▶ The records

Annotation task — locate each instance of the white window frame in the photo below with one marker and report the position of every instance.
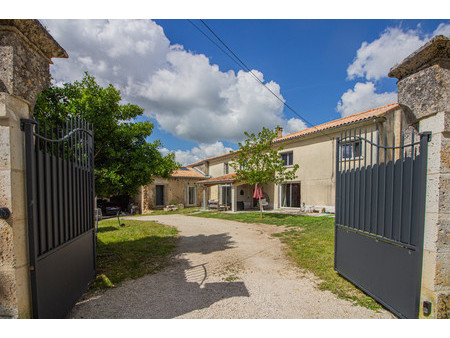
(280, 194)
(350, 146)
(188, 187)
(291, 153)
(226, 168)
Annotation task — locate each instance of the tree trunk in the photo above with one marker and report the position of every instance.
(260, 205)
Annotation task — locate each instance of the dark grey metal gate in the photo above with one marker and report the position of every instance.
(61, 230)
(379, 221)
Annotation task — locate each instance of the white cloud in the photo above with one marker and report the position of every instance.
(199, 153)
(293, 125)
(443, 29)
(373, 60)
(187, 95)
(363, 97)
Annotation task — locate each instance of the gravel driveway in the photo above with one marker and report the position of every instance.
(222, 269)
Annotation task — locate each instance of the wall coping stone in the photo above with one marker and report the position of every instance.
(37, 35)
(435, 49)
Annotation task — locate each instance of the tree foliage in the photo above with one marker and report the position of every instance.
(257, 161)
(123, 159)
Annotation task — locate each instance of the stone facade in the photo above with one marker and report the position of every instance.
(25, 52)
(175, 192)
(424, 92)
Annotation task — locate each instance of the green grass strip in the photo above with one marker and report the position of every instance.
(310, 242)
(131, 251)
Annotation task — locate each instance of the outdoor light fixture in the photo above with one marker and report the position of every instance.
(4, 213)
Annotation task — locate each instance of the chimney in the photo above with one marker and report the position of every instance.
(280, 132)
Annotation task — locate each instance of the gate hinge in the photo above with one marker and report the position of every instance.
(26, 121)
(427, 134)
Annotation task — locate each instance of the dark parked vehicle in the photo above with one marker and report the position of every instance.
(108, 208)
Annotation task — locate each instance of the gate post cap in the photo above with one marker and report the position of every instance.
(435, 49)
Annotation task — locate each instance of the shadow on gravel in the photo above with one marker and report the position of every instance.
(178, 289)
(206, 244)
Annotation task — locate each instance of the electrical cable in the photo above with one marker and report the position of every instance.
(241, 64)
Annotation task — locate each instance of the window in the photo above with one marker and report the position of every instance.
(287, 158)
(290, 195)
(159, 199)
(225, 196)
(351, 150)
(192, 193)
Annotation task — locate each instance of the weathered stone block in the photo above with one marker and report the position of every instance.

▶ Prompt
Update the data from the line with "Annotation task — locate each instance of the window" through the end of the data, changing "weathered stone block" to "mossy stone block" and leaving everything else as it is.

▶ Exercise response
Annotation task — locate each instance of the window in the photo above with one marker and report the position of every instance.
(287, 158)
(290, 195)
(159, 199)
(225, 196)
(351, 150)
(192, 193)
Annotation task — locate each instance of the mossy stone block in the photo above with one marker and report the position of every instance.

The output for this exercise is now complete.